• Task item:
Nothing besides a number belongs in the answer, which is how many lines of the listing contain the string "attachment".

• Input data:
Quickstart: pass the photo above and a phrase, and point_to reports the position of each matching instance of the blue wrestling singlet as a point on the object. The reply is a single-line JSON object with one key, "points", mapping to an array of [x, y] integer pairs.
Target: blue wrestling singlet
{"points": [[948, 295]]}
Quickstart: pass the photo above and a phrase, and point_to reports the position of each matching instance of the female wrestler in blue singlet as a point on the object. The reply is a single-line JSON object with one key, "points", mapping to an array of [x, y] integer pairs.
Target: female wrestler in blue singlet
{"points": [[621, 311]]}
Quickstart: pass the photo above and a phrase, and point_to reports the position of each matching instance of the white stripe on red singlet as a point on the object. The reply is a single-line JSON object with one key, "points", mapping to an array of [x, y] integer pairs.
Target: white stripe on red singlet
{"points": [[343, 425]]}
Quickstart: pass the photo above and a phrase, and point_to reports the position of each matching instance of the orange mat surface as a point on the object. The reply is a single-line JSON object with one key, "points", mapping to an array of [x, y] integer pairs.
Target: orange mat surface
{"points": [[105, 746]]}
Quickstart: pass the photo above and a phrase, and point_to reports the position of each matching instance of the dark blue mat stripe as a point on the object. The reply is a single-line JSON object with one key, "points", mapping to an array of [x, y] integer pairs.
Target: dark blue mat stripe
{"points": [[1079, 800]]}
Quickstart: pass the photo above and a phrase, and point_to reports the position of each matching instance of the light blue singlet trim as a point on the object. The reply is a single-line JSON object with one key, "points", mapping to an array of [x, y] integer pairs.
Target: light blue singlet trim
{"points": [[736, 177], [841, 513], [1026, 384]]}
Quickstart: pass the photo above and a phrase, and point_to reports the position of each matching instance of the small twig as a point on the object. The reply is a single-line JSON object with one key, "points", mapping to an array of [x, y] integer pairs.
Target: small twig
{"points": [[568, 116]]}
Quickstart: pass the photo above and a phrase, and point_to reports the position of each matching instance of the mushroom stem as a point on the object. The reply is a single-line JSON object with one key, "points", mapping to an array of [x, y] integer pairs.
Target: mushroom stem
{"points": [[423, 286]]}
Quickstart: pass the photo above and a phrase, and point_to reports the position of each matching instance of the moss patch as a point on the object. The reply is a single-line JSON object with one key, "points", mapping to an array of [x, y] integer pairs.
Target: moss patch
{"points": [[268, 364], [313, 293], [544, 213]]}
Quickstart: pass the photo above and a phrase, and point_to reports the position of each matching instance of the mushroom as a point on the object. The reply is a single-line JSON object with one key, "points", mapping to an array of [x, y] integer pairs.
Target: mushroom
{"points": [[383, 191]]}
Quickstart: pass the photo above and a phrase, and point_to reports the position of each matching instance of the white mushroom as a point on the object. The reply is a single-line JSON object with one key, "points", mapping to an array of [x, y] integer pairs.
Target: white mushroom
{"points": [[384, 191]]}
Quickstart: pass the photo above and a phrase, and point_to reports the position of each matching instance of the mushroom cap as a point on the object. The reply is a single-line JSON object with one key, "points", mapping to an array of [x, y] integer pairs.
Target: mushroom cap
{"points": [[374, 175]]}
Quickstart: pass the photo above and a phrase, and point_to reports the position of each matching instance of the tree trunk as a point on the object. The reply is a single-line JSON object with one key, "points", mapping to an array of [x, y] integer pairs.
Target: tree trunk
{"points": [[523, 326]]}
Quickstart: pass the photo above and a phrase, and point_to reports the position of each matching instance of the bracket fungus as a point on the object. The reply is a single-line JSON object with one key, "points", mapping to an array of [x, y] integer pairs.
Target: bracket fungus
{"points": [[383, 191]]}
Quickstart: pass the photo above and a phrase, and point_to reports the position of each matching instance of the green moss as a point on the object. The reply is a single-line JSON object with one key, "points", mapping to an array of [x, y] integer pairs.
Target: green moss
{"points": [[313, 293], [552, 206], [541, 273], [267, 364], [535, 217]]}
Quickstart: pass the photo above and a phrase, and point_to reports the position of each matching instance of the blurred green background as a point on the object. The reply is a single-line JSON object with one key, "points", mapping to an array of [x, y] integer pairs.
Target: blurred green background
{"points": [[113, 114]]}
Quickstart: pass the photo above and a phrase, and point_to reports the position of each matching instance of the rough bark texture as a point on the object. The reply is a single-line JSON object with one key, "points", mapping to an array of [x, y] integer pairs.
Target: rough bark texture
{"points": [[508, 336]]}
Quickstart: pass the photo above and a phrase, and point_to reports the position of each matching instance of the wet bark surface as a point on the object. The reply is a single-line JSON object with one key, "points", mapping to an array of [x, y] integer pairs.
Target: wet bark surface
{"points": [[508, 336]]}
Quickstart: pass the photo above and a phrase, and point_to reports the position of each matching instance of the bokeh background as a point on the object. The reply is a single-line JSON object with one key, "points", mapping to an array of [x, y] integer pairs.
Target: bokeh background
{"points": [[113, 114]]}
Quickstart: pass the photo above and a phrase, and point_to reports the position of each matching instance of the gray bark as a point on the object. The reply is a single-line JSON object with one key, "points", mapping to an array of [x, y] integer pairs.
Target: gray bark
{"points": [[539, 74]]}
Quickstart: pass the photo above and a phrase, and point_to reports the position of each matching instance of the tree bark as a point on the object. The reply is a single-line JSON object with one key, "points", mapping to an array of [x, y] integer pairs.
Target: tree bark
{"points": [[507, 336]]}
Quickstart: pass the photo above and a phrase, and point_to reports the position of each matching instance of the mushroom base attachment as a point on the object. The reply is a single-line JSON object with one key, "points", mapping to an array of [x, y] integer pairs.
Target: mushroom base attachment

• Result below:
2